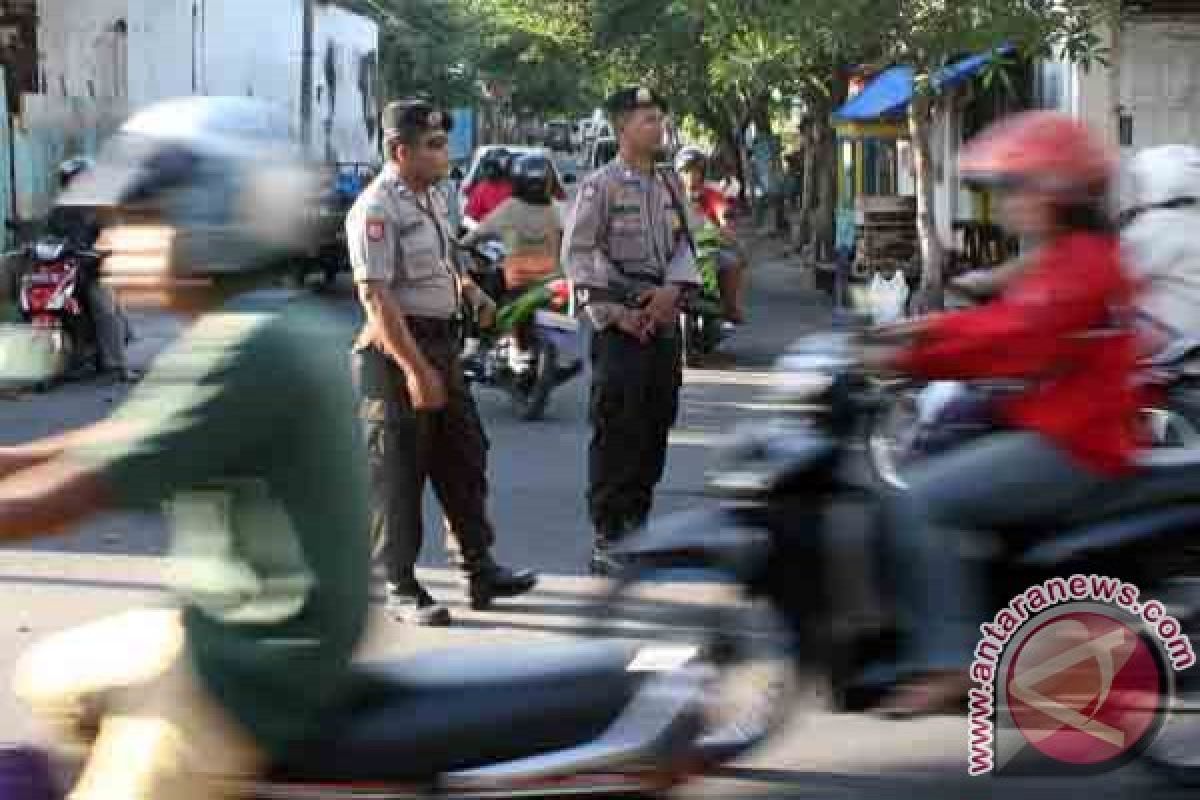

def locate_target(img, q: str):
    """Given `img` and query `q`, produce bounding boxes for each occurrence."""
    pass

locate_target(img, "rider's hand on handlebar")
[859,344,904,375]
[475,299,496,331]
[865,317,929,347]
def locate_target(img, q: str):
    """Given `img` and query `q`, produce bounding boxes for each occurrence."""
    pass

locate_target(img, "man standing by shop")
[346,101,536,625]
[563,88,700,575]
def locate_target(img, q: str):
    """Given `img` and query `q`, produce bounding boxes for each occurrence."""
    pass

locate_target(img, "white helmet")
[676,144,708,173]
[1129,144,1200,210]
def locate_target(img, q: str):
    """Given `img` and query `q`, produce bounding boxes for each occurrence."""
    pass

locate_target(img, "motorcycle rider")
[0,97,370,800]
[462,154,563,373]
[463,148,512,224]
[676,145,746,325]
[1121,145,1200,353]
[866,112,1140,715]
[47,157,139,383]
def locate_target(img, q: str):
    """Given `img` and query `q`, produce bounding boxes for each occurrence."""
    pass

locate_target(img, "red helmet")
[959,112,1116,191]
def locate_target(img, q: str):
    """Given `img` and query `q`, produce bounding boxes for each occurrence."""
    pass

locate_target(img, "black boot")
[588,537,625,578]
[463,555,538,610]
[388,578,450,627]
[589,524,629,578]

════════════════════

Do this
Lay out every line of the material above as a JSON list of strings, one string per line, skipping blank lines and leaving out the picture.

Correct result
[
  "def locate_target(img, q: str):",
  "    \"\"\"Given `img` and query `q`, produce bounding boxes for each occurrence.\"\"\"",
  "    pass",
  "locate_target(img, \"rider's hand on handlebar\")",
  "[859,344,904,375]",
  "[475,299,496,331]",
  "[865,317,929,347]",
  "def locate_target(img, q: str):",
  "    \"\"\"Given `img` and query `q`, produce bounding boxes for each occurrence.\"\"\"",
  "    pass",
  "locate_target(img, \"man standing by shop\")",
  "[346,101,536,625]",
  "[563,88,700,575]",
  "def locate_target(img, q: str):",
  "    \"\"\"Given `img` and query `q`, produce bounding boxes for each occurrence.\"\"\"",
  "    pass",
  "locate_target(img, \"white helmet\")",
  "[676,144,708,173]",
  "[1129,144,1200,210]",
  "def locate_target(img, q: str):",
  "    \"\"\"Given `img` and query `q`, produce bounding boxes for each occurrence.\"\"\"",
  "    pass",
  "locate_target(img, \"motorcycle rider\")",
  "[0,97,370,800]",
  "[462,154,563,373]",
  "[463,148,512,224]",
  "[676,145,746,325]",
  "[1121,145,1200,353]",
  "[866,112,1140,715]",
  "[47,157,139,383]",
  "def locate_target(img, q: str):",
  "    \"\"\"Given `img` and query `q`, produce bounding boxes for each occurrence.\"\"\"",
  "    pass",
  "locate_target(img, \"red helmet\")",
  "[959,112,1116,191]",
  "def locate_target(img, q: str):",
  "    \"\"\"Given `img` and query `q`, produce bounding boxes for each occurrence.\"\"\"",
  "    pass",
  "locate_target(img, \"black boot\")",
  "[588,537,625,578]",
  "[463,555,538,610]",
  "[388,578,450,627]",
  "[589,524,629,578]"
]